Could you return the passage on distributed deep learning below, word for word, starting at "Recently, deep learning" and ending at "Non-Patent Literature 2)."?
#### EXCERPTED PASSAGE
A distributed processing method is used to speed up the gradient computation process. Specifically, a plurality of distributed nodes are provided, and each of the nodes performs the gradient computation process for different sample data. Thereby, it becomes possible to increase the number of pieces of sample data that can be processed in a unit time in proportion to the number of distributed nodes, and, therefore, the gradient computation process can be speeded up (see, for example, Non-Patent Literature 1).
Recently, deep learning has been applied to more complicated problems, and the total number of weights and the number of pieces of sample data tend to increase. Therefore, time required until a deep learning process is completed increases, and it is necessary to increase the number of distributed nodes to respond thereto (see, for example, Non-Patent Literature 2).
When the number of distributed nodes increases, however, power required for the distributed nodes and a load on a system for cooling the distributed nodes increase in proportion to the number. Thereby, a capacity of electric equipment required to accommodate them becomes enormous (see, for example, Non-Patent Literature 3). Further, when the distributed nodes are collected in one building, there is a technical problem such as redundancy of large-capacity electrical equipment for the purpose of improvement of reliability. There are also problems that distributed processing stops due to a failure by a disaster and that early recovery at the time of a disaster is difficult, because the distributed processing system is concentrated in the one building.
########
#### EXTRACTED RECORDS
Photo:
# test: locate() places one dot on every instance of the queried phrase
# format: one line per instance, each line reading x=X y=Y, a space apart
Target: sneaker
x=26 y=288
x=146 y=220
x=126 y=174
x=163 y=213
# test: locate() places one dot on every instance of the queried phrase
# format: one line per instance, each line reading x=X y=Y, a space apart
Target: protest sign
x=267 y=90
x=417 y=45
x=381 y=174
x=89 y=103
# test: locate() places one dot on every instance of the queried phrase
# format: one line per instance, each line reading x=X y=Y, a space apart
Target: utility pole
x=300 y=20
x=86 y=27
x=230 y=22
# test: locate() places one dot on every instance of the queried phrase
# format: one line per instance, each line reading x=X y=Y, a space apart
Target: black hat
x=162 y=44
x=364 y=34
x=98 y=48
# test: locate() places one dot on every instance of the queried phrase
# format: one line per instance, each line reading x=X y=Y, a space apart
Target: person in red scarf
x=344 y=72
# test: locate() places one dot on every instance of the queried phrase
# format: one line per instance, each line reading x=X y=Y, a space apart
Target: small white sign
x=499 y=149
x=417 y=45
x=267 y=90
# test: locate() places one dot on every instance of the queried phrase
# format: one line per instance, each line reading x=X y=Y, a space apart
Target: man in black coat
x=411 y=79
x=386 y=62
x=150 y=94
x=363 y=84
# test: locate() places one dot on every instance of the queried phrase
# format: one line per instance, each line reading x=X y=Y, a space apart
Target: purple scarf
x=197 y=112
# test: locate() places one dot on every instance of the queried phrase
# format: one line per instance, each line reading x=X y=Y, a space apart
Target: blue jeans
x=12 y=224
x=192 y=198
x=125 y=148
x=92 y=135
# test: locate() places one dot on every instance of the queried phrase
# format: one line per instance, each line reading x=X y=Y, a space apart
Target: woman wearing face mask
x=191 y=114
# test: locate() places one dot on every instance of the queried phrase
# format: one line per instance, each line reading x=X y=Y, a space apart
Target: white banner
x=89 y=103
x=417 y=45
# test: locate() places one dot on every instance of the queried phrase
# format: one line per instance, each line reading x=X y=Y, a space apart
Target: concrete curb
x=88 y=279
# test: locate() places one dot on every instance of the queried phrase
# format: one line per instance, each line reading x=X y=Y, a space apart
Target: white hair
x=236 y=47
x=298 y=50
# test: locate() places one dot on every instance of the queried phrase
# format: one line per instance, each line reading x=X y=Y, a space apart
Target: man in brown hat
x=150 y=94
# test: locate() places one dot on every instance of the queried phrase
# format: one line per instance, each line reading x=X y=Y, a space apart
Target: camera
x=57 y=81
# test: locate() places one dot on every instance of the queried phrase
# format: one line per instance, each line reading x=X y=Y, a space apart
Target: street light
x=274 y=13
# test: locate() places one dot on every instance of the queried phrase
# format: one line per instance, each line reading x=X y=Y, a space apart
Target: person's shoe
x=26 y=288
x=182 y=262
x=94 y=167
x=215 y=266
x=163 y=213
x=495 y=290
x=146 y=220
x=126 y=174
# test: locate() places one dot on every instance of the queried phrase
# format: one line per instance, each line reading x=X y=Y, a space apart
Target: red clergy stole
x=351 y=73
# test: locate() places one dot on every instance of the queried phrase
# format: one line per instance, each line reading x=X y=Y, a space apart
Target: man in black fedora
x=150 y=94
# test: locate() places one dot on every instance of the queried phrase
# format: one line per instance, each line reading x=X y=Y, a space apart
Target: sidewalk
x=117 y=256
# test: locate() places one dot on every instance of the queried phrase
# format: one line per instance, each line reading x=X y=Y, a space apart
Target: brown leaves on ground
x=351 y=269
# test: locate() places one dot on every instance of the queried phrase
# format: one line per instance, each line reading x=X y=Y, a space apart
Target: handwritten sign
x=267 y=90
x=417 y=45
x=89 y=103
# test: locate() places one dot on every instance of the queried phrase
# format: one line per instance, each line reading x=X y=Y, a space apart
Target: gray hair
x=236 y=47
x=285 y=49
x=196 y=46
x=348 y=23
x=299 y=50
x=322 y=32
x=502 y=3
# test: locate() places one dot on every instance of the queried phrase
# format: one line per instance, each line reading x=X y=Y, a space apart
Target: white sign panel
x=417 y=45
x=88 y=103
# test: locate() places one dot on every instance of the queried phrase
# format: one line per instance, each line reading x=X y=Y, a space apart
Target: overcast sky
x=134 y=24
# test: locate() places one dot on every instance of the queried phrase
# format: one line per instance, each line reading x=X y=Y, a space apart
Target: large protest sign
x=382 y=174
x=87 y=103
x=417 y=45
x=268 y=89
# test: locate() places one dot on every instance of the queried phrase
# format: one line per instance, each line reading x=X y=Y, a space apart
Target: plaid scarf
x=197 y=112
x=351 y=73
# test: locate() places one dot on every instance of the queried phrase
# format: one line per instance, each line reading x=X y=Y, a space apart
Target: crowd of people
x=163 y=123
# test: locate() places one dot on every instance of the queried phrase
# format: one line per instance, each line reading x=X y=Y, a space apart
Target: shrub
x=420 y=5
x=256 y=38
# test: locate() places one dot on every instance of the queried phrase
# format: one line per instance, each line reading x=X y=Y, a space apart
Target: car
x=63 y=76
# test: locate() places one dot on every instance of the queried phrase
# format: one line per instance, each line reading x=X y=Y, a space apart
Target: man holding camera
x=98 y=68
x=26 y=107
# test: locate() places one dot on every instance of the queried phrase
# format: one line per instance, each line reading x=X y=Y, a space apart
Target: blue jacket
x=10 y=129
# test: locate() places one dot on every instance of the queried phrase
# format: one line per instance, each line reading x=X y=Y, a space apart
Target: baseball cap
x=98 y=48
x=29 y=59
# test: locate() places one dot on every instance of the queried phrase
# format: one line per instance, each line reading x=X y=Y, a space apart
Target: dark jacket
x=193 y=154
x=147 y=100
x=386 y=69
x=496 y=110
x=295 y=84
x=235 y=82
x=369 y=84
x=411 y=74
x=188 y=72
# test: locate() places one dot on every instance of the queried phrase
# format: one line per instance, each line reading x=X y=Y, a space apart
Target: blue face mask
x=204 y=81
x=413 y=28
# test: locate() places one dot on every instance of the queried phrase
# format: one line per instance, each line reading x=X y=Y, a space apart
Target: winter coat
########
#### [WRITTEN REPLY]
Recently, deep learning has been applied to more complicated problems, and the total number of weights and the number of pieces of sample data tend to increase. Therefore, time required until a deep learning process is completed increases, and it is necessary to increase the number of distributed nodes to respond thereto (see, for example, Non-Patent Literature 2).